### Task
Please repeat each of the entries below word for word, with nothing changed.

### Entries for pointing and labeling
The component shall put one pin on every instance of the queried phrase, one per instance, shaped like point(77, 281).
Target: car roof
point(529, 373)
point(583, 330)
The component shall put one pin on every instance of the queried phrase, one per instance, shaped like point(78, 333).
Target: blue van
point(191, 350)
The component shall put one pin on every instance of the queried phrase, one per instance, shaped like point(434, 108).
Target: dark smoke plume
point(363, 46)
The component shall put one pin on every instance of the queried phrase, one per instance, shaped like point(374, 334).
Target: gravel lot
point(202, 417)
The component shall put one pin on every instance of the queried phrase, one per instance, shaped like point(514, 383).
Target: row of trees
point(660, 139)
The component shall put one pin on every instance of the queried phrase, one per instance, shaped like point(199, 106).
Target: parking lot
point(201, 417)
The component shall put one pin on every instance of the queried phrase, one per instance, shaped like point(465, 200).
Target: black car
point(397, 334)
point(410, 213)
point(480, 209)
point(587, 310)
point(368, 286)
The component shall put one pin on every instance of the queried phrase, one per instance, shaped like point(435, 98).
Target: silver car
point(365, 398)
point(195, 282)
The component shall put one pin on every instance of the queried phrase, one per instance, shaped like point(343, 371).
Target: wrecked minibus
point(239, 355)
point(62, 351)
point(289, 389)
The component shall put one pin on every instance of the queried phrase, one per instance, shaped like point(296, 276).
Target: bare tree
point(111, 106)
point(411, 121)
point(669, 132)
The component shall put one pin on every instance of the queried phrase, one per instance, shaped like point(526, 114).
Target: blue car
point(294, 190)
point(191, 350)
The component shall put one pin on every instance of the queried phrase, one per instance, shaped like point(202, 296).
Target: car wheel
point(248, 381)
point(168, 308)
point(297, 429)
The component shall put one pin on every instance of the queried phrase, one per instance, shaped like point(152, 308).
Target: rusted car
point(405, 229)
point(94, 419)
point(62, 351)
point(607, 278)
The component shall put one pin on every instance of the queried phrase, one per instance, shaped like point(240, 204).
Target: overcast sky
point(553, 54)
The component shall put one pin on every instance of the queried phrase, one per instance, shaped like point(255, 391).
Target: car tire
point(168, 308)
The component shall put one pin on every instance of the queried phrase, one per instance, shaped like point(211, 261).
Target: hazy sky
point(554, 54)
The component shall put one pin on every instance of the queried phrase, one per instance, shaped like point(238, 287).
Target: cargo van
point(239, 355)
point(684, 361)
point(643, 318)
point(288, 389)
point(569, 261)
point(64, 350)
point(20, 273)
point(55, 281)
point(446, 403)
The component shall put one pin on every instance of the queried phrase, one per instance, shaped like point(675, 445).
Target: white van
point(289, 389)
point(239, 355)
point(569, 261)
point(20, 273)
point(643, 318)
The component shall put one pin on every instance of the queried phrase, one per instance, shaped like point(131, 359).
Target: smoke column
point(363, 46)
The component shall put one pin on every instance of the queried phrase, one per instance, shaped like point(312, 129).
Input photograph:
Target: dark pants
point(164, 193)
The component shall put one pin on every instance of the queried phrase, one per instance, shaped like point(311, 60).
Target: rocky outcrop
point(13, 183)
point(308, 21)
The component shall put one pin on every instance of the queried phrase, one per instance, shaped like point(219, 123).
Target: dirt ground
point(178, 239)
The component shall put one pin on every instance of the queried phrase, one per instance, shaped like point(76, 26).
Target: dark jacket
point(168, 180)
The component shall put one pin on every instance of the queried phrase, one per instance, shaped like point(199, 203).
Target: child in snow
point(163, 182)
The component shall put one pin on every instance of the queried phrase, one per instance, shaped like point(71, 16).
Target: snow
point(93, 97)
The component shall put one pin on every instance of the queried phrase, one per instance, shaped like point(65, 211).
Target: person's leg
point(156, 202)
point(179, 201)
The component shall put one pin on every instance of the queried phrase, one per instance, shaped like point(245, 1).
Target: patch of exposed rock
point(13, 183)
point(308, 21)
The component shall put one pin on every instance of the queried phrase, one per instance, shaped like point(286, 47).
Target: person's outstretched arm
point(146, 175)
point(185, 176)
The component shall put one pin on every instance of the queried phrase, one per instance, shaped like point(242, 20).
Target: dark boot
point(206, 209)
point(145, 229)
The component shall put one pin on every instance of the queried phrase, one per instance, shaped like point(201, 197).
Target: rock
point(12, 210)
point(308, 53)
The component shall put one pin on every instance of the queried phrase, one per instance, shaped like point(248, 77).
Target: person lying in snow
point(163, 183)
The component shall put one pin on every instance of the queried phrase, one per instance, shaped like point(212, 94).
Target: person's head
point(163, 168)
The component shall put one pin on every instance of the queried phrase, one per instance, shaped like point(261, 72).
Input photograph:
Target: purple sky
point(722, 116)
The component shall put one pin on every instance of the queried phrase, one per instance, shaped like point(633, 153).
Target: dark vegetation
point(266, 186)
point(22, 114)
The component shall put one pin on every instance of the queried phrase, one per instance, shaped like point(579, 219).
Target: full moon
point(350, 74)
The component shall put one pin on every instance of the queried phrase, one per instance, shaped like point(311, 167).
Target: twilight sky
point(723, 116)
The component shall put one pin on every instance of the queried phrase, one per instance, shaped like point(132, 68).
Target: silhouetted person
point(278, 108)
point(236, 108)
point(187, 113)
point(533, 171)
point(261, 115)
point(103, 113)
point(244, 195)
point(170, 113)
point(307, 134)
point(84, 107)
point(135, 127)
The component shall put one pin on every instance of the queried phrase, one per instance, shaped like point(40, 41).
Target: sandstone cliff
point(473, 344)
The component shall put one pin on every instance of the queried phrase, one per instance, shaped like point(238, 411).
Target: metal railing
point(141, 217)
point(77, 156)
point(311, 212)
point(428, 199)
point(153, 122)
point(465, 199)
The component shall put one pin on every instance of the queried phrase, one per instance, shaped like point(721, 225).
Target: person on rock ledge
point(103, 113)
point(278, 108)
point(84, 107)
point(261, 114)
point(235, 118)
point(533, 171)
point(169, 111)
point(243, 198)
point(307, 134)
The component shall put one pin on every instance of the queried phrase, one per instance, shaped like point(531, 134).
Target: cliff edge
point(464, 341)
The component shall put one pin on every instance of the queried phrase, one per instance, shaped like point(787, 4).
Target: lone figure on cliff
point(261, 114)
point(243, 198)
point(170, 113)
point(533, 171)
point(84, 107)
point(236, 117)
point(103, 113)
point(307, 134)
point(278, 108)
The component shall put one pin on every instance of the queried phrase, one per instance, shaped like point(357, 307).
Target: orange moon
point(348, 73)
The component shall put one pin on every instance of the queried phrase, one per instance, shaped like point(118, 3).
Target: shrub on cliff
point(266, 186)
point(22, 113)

### Exercise solution
The component shall put one pin on every instance of the queried phrase, one per instance, shaped like point(77, 281).
Target: car roof
point(529, 373)
point(583, 330)
The component shall put one pin on every instance of the queried phrase, one per instance, shaped like point(78, 333).
Target: blue van
point(191, 350)
The component shall put one pin on every instance of the queried phrase, one per instance, shaped like point(434, 108).
Target: dark smoke plume
point(363, 46)
The component shall put one pin on every instance of the queried phrase, one per instance, shaped like point(374, 334).
Target: gravel lot
point(202, 417)
The component shall put one pin on every instance of the queried phrase, one per instance, shaped like point(514, 383).
Target: row of trees
point(660, 139)
The component shall put one pin on every instance of the queried phrase, one per instance, shaped like point(199, 106).
Target: parking lot
point(201, 417)
The component shall put one pin on every instance of the queried phrase, one per instance, shaped like point(465, 200).
Target: black car
point(397, 334)
point(410, 213)
point(480, 209)
point(587, 310)
point(368, 286)
The component shall put one pin on every instance of the queried phrase, one per instance, shaped like point(435, 98).
Target: silver car
point(365, 398)
point(195, 282)
The component shall put one pin on every instance of the queried phrase, one per instance, shaped like point(343, 371).
Target: wrecked minibus
point(239, 355)
point(62, 351)
point(289, 389)
The component shall put one pin on every instance of the queried phrase, one per instance, shaped like point(296, 276).
Target: bare tree
point(111, 106)
point(411, 121)
point(669, 132)
The component shall put one pin on every instance of the queried phrase, one per instance, shaped like point(526, 114).
Target: blue car
point(294, 190)
point(191, 350)
The component shall put one pin on every instance of the queried phrase, one per instance, shaped like point(202, 296).
Target: car wheel
point(248, 381)
point(168, 308)
point(297, 429)
The component shall put one pin on every instance of the queried phrase, one per instance, shaped like point(152, 308).
Target: rusted car
point(405, 229)
point(94, 419)
point(62, 351)
point(607, 278)
The component shall put one pin on every instance of the queried phrase, one per instance, shaped like point(240, 204).
Target: overcast sky
point(553, 54)
The component shall put one pin on every instance of the queried phrase, one per instance, shaped like point(255, 391).
Target: car tire
point(168, 308)
The component shall put one pin on every instance of the queried phrase, one per instance, shaped like point(211, 261).
Target: hazy sky
point(554, 54)
The component shall put one pin on every instance of the queried phrase, one per instance, shaped like point(238, 287).
Target: cargo van
point(239, 355)
point(684, 361)
point(643, 318)
point(288, 389)
point(569, 261)
point(64, 350)
point(20, 273)
point(55, 281)
point(446, 403)
The component shall put one pin on every instance of the queried phrase, one per instance, shaped like point(675, 445).
Target: white van
point(289, 389)
point(239, 355)
point(569, 261)
point(20, 273)
point(643, 318)
The component shall put one pin on every instance of the queried phrase, one per instance, shaped like point(131, 359).
Target: smoke column
point(363, 46)
The component shall put one pin on every instance of the queried phrase, one per instance, shaped like point(312, 129).
Input photograph:
Target: dark pants
point(164, 193)
The component shall put one pin on every instance of the queried phrase, one per instance, shaped like point(311, 60).
Target: rocky outcrop
point(13, 183)
point(308, 21)
The component shall put one pin on every instance of the queried phrase, one per instance, shaped like point(219, 123).
Target: dirt ground
point(178, 239)
The component shall put one pin on every instance of the queried phrase, one per instance, shaped like point(76, 26).
Target: dark jacket
point(168, 180)
The component shall put one pin on every instance of the queried phrase, one per instance, shaped like point(199, 203).
Target: child in snow
point(163, 182)
The component shall put one pin on every instance of the queried phrase, one per instance, shaped like point(71, 16).
Target: snow
point(93, 97)
The component shall put one pin on every instance of the queried phrase, one per instance, shaped like point(65, 211).
Target: person's leg
point(156, 202)
point(179, 201)
The component shall put one pin on every instance of the queried phrase, one per instance, shaped like point(245, 1).
Target: patch of exposed rock
point(13, 183)
point(308, 21)
The component shall put one pin on every instance of the queried phrase, one per instance, shaped like point(286, 47).
Target: person's outstretched arm
point(146, 175)
point(185, 176)
The component shall put one pin on every instance of the queried phrase, one per instance, shaped like point(242, 20).
Target: dark boot
point(206, 209)
point(145, 229)
The component shall put one pin on every instance of the queried phrase, one per instance, shaped like point(201, 197).
Target: rock
point(12, 210)
point(308, 53)
The component shall put one pin on every instance of the queried phrase, one per instance, shaped like point(248, 77).
Target: person lying in snow
point(163, 183)
The component shall put one pin on every instance of the queried phrase, one per instance, shaped like point(212, 94).
Target: person's head
point(163, 168)
The component shall put one pin on every instance of the queried phrase, one per instance, shaped like point(261, 72).
Input photograph:
Target: purple sky
point(722, 116)
The component shall put one pin on every instance of the queried phrase, one per instance, shaped like point(633, 153).
Target: dark vegetation
point(266, 186)
point(22, 114)
The component shall put one pin on every instance of the queried phrase, one per instance, shaped like point(579, 219).
Target: full moon
point(350, 74)
The component shall put one pin on every instance of the queried phrase, one per instance, shaped like point(311, 167).
Target: twilight sky
point(723, 116)
The component shall put one pin on every instance of the queried phrase, one per instance, shaped like point(132, 68).
Target: silhouetted person
point(278, 108)
point(236, 108)
point(187, 113)
point(533, 171)
point(261, 115)
point(103, 113)
point(244, 195)
point(170, 113)
point(307, 134)
point(84, 107)
point(135, 127)
The component shall put one pin on every instance of the queried phrase, one per instance, shaped like point(40, 41).
Target: sandstone cliff
point(473, 344)
The component shall put one pin on every instance of the queried phrase, one per instance, shaped like point(238, 411).
Target: metal railing
point(141, 217)
point(77, 156)
point(311, 212)
point(428, 199)
point(153, 122)
point(465, 199)
The component shall put one pin on every instance of the queried phrase, one per instance, shaped like point(721, 225).
Target: person on rock ledge
point(103, 113)
point(278, 108)
point(84, 107)
point(261, 114)
point(235, 118)
point(533, 171)
point(169, 111)
point(243, 198)
point(307, 134)
The component shall put one pin on every instance of the queried phrase, one per instance, shaped like point(531, 134).
Target: cliff edge
point(464, 341)
The component shall put one pin on every instance of the queried phrase, one per instance, shaped like point(787, 4).
Target: lone figure on cliff
point(261, 114)
point(243, 198)
point(170, 113)
point(533, 171)
point(84, 107)
point(236, 117)
point(103, 113)
point(307, 134)
point(278, 108)
The component shall put one pin on every instance of the queried phrase, one per instance, shaped like point(357, 307).
Target: orange moon
point(348, 73)
The component shall put one pin on every instance of the queried phrase, one per instance, shaped like point(118, 3).
Target: shrub on cliff
point(266, 186)
point(22, 113)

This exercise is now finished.